Given passage ->
****************************************

Wingfoiling—a combination of kite surfing and hydrofoiling—is one of the fastest growing watersports and at just 12 years old Santa Monica resident Luca Vuillermet is one of the best wingers in the game.
The sport pairs a hydrofoil board, which uses a specially shaped long metal fin to raise and propel a board above the water’s surface, with a large inflatable wing that also powers the board and can lift it in the air. After picking up the sport just two years ago, Vuillermet placed first and second in two events at the first ever Global Wingfoil Association Youth World Cup in Oliva, Spain this June.
Becoming a top wingfoiler requires a combination of many different skills. One must know how to read the wind and the waves; stay balanced on a hydrofoil board; have the strength to control an inflatable wing in strong wind conditions, the acrobatics to execute flips and spins, and the bravery to fling oneself in the area without the guarantee of a soft landing.

****************************************

Available data ->
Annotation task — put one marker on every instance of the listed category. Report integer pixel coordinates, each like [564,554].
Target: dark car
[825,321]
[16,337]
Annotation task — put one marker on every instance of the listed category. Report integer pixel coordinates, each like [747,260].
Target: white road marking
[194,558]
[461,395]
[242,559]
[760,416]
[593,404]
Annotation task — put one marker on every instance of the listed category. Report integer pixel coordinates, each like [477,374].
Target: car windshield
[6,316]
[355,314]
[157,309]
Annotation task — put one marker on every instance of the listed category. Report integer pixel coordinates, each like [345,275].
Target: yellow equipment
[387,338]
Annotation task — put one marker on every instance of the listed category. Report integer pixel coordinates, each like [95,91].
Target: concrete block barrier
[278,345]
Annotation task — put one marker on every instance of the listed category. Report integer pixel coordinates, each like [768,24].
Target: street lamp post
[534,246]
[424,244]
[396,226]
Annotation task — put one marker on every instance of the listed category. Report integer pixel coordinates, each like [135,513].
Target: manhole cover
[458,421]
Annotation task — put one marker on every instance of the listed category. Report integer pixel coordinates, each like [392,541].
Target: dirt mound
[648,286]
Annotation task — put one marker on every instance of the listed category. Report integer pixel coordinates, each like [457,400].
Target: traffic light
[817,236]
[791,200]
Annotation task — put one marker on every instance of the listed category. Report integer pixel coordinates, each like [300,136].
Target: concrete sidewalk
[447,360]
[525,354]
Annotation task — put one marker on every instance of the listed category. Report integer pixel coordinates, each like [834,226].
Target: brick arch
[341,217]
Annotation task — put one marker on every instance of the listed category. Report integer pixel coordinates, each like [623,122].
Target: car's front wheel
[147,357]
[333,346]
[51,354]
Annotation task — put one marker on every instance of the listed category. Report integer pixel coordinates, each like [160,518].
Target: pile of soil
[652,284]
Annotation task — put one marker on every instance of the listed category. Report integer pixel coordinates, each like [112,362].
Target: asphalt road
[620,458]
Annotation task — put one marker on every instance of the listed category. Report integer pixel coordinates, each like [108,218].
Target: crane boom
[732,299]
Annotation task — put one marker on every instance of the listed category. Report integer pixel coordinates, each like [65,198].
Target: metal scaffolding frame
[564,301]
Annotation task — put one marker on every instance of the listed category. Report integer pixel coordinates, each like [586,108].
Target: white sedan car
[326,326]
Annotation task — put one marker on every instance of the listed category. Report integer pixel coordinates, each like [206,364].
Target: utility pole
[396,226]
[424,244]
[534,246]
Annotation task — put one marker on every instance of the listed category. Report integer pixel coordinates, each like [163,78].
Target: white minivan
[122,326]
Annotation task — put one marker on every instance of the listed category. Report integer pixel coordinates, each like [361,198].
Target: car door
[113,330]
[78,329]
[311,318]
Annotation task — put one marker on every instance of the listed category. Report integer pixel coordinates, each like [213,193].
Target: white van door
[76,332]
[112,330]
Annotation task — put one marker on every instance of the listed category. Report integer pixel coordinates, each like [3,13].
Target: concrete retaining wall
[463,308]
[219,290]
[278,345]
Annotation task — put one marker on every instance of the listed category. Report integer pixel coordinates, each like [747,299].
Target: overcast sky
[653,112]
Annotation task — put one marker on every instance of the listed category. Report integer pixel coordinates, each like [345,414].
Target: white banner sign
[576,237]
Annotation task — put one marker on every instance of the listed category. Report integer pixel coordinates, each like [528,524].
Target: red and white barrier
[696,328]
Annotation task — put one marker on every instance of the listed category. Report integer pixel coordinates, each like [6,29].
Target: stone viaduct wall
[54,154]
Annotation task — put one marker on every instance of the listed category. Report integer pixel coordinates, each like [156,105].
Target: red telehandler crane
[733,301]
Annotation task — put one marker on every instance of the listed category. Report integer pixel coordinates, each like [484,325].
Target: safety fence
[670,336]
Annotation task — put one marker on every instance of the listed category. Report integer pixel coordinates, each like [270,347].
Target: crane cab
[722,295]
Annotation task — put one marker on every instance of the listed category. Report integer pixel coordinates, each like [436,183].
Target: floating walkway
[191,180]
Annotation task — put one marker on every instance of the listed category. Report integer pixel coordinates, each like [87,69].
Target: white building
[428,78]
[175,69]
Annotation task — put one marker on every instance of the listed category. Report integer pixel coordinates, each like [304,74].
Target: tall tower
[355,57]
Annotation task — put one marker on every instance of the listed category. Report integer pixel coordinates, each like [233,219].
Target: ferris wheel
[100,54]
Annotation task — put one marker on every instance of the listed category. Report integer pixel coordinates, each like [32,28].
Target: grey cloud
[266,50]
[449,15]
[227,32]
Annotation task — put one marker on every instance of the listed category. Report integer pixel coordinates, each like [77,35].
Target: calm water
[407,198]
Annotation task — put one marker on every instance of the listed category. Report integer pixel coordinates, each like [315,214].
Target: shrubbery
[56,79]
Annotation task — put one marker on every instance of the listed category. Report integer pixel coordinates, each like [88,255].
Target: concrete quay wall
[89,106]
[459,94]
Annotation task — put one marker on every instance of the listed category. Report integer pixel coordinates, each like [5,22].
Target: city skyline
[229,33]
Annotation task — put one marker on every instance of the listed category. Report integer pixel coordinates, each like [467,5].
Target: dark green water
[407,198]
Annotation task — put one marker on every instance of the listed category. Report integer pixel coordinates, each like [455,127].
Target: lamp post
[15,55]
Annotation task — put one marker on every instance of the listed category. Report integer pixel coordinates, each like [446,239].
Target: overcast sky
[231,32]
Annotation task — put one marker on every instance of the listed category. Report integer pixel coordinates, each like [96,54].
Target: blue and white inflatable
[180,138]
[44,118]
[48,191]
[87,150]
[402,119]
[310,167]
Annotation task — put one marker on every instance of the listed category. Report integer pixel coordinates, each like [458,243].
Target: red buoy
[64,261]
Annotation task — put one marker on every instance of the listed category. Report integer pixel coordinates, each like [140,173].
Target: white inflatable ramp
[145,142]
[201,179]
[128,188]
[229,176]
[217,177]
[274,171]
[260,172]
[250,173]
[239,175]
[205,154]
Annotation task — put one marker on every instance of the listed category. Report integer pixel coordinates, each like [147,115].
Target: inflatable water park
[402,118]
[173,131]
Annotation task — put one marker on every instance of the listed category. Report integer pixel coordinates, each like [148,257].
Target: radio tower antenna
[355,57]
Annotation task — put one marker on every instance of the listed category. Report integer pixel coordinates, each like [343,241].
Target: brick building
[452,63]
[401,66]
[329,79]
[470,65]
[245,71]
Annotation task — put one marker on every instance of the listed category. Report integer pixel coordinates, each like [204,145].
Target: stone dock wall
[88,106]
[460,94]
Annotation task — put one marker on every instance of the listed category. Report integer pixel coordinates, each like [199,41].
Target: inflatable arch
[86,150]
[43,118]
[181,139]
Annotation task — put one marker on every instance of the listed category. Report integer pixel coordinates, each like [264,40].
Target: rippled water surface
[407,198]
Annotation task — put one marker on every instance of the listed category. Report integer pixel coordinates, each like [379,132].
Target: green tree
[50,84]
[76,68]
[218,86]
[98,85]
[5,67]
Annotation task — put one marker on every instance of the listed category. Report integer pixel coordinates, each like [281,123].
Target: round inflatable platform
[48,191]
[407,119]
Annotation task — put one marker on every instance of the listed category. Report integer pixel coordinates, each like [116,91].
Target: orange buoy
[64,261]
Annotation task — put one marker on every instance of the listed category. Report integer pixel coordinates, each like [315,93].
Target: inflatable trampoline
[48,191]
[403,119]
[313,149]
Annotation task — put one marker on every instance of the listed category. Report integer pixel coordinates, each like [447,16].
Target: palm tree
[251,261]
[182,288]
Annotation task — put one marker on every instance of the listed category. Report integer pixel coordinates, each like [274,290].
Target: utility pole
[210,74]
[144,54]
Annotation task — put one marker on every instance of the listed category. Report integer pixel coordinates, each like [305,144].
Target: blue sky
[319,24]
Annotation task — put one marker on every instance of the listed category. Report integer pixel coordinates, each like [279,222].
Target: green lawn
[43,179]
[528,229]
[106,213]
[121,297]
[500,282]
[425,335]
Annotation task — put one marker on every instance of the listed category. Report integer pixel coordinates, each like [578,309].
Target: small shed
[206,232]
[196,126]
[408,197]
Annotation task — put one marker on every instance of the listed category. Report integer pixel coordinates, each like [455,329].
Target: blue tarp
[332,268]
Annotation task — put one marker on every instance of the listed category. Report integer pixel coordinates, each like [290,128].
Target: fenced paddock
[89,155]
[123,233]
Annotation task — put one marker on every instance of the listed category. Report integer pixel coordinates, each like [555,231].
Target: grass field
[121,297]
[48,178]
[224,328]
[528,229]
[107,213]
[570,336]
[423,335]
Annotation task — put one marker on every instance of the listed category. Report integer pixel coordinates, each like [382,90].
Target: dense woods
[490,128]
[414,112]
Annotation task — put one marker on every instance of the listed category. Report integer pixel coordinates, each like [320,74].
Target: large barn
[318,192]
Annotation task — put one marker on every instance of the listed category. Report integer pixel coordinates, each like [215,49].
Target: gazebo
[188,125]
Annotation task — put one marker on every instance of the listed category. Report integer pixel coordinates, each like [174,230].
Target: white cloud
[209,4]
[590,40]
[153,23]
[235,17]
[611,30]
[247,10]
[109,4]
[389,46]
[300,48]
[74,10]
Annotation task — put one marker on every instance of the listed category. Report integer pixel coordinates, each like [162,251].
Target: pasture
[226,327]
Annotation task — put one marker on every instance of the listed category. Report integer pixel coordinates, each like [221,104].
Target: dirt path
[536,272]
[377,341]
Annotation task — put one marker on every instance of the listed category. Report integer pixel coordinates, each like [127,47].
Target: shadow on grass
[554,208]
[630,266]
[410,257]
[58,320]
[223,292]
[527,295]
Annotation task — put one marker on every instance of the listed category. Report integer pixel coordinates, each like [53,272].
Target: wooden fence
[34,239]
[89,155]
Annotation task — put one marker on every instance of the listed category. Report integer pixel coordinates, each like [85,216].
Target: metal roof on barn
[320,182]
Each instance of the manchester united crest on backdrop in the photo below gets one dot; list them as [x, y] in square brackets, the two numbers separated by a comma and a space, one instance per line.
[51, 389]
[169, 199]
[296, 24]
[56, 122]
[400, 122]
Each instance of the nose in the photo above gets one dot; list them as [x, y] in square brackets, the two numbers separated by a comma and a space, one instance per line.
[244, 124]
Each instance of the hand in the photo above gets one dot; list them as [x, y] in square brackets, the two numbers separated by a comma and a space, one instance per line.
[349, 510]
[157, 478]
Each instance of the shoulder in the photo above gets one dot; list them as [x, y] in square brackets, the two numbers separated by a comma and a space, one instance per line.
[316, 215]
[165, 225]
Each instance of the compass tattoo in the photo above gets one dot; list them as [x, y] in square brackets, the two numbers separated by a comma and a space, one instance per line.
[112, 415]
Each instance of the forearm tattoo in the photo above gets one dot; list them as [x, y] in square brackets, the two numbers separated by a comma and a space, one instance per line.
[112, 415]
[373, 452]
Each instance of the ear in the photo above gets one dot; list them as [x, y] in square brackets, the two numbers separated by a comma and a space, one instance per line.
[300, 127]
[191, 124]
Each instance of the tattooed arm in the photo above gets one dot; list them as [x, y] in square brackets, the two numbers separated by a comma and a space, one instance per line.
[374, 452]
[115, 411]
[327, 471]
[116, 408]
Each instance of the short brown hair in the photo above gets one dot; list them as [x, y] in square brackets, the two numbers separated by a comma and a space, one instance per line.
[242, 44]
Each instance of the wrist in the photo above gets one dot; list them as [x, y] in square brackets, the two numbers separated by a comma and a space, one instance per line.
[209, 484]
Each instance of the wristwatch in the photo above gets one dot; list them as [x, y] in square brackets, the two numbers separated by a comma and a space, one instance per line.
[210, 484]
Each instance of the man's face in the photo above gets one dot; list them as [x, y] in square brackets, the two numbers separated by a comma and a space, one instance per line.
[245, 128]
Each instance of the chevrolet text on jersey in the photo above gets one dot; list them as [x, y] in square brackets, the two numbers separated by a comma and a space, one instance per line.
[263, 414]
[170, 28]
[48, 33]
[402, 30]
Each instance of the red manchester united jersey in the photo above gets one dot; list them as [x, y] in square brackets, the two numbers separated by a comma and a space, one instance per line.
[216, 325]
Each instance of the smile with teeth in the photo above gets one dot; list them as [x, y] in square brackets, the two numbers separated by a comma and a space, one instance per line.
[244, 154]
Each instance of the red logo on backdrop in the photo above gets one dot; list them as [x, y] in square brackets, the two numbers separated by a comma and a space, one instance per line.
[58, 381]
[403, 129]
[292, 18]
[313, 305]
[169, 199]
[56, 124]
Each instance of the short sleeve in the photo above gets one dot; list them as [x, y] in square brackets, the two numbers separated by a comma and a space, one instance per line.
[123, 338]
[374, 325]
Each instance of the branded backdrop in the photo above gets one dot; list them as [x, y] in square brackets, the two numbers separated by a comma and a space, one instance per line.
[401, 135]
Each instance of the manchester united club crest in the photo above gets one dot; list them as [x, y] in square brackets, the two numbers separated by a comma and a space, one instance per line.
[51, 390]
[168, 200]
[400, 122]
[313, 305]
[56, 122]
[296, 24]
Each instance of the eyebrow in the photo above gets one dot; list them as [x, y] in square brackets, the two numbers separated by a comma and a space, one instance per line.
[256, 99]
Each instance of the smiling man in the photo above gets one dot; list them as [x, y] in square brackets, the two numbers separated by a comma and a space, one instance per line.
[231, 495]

****************************************

Task statement ->
From the wingfoiling passage, extract the text starting with "Wingfoiling—a combination of" and going on through "Spain this June.". The records aren't needed for anything here.

Response for this exercise ->
Wingfoiling—a combination of kite surfing and hydrofoiling—is one of the fastest growing watersports and at just 12 years old Santa Monica resident Luca Vuillermet is one of the best wingers in the game.
The sport pairs a hydrofoil board, which uses a specially shaped long metal fin to raise and propel a board above the water’s surface, with a large inflatable wing that also powers the board and can lift it in the air. After picking up the sport just two years ago, Vuillermet placed first and second in two events at the first ever Global Wingfoil Association Youth World Cup in Oliva, Spain this June.